[Activity]
Could you reproduce the entire "Chaos Theory" blog post below, word for word, from its date line through its final sentence?

Wednesday, April 27, 2011

Chaos Theory

Making house calls is exhausting work, and not for the faint of heart. Working in areas of grinding poverty will take its toll on your body, your spirit, and your car. Today, as I waited for the predicted tornadoes to roll into Atlanta, I visited some of my regular patients, and some new patients. Almost without exception, they have some kind of chaos going on in their lives, need that exceeds what I have to give. One house has had the utilities cut off. At another, a child has been severely injured. At a third, hoarding is suspected. At the next, neglect is reported. A patient follows me up a driveway, she's out of medication and can get no more, and the darkness is closing in. Can I help? Serious family fights swirl around me as I try to treat my patient, try to hear and respect their story, their pain, explain their body to them, and offer a healing touch. I knock on a door and it falls off its hinges. I attempt to walk through the yard, and beer bottles, garbage of every sort blocks my way. I set down my treatment bag and bugs scatter. These places are real, and I am in them every day, trying to bring better health, trying to inspire, explain, soothe. Can I help? Can I?

Some days are better than others. Some days I am sure I am in the right place, doing the right thing, at the right time. Some days I feel effective, like Joan of Arc, my patron saint, out there on the battle field. My sword is raised and nothing can stop me. Other days, it's more like St. George slaying the dragon. Did St. George win? Just now I cannot recall. The dragons of poverty, crime, disease. Can they ever be slain? After a meal and a hot bath with vanilla amber oil, I feel restored enough to carry on and attempt to process the horrors of the day. Advance, retreat, advance, retreat. Have I left any good behind?

From my beginner mind, I seem to recall that the theory of chaos states that there is actually a pattern and predictably in what seem to be chaotic and random events. Of course, I am no expert on this matter, but use it as a metaphor only. I can see the predictability in the life and health choices my patients have made, and I can see a pattern. How can I explain it to them so that they too can see, step for a moment out of their own story, and see the larger pattern in the chaos? The greatest gift I could give them, in the short time I am with them, is a sword to slay their own dragons, and create a path to peace through the chaos.

[Information supplied]
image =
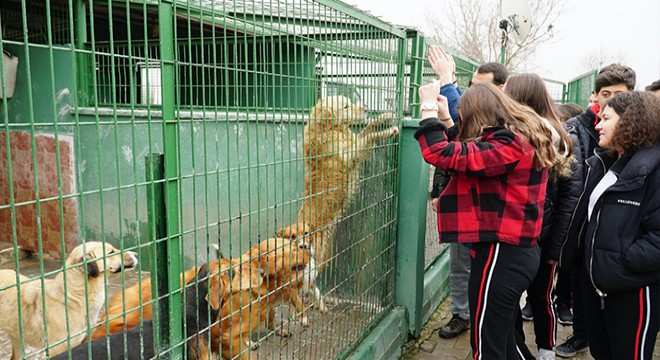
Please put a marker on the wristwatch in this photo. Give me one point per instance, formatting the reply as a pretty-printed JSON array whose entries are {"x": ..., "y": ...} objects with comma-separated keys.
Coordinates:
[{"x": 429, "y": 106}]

--

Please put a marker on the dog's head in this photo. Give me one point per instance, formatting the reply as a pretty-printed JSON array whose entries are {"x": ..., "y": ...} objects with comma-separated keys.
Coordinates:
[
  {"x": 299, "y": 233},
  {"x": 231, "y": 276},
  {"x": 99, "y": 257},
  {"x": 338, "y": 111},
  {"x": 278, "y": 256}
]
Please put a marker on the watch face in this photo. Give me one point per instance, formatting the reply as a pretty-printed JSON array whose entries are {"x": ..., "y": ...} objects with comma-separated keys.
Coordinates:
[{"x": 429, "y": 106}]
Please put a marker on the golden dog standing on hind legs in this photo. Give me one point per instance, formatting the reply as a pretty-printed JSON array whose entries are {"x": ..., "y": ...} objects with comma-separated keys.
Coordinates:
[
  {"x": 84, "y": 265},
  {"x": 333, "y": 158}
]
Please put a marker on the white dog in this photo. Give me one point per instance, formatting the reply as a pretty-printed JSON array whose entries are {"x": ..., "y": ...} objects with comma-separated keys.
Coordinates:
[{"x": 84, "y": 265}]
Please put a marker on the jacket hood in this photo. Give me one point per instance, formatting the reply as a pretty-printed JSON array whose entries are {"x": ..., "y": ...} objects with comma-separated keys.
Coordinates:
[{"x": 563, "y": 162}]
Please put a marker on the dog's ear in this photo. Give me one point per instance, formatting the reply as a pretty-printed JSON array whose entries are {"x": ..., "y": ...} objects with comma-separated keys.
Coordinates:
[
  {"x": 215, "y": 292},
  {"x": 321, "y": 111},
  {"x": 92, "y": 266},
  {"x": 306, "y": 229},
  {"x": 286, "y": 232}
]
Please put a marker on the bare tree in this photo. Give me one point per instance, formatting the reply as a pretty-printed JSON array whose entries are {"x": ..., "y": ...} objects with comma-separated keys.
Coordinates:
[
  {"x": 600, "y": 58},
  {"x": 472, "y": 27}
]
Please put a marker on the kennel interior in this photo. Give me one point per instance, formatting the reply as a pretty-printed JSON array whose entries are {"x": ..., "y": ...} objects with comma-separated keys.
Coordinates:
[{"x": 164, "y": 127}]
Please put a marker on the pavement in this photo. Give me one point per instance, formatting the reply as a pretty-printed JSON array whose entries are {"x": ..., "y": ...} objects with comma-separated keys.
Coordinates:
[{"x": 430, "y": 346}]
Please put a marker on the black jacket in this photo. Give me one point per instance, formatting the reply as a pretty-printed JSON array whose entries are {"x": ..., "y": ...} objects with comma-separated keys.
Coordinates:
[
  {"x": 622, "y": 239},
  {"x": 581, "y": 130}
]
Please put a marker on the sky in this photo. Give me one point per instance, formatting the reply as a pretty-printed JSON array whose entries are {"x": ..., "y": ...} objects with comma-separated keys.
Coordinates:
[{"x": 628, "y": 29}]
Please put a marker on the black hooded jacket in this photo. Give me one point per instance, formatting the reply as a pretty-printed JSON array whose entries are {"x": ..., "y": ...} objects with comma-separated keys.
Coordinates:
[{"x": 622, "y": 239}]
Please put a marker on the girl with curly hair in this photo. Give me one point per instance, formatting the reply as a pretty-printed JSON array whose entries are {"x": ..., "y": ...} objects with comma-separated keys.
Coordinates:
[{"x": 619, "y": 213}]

[Response]
Wednesday, April 27, 2011

Chaos Theory

Making house calls is exhausting work, and not for the faint of heart. Working in areas of grinding poverty will take its toll on your body, your spirit, and your car. Today, as I waited for the predicted tornadoes to roll into Atlanta, I visited some of my regular patients, and some new patients. Almost without exception, they have some kind of chaos going on in their lives, need that exceeds what I have to give. One house has had the utilities cut off. At another, a child has been severely injured. At a third, hoarding is suspected. At the next, neglect is reported. A patient follows me up a driveway, she's out of medication and can get no more, and the darkness is closing in. Can I help? Serious family fights swirl around me as I try to treat my patient, try to hear and respect their story, their pain, explain their body to them, and offer a healing touch. I knock on a door and it falls off its hinges. I attempt to walk through the yard, and beer bottles, garbage of every sort blocks my way. I set down my treatment bag and bugs scatter. These places are real, and I am in them every day, trying to bring better health, trying to inspire, explain, soothe. Can I help? Can I?

Some days are better than others. Some days I am sure I am in the right place, doing the right thing, at the right time. Some days I feel effective, like Joan of Arc, my patron saint, out there on the battle field. My sword is raised and nothing can stop me. Other days, it's more like St. George slaying the dragon. Did St. George win? Just now I cannot recall. The dragons of poverty, crime, disease. Can they ever be slain? After a meal and a hot bath with vanilla amber oil, I feel restored enough to carry on and attempt to process the horrors of the day. Advance, retreat, advance, retreat. Have I left any good behind?

From my beginner mind, I seem to recall that the theory of chaos states that there is actually a pattern and predictably in what seem to be chaotic and random events. Of course, I am no expert on this matter, but use it as a metaphor only. I can see the predictability in the life and health choices my patients have made, and I can see a pattern. How can I explain it to them so that they too can see, step for a moment out of their own story, and see the larger pattern in the chaos? The greatest gift I could give them, in the short time I am with them, is a sword to slay their own dragons, and create a path to peace through the chaos.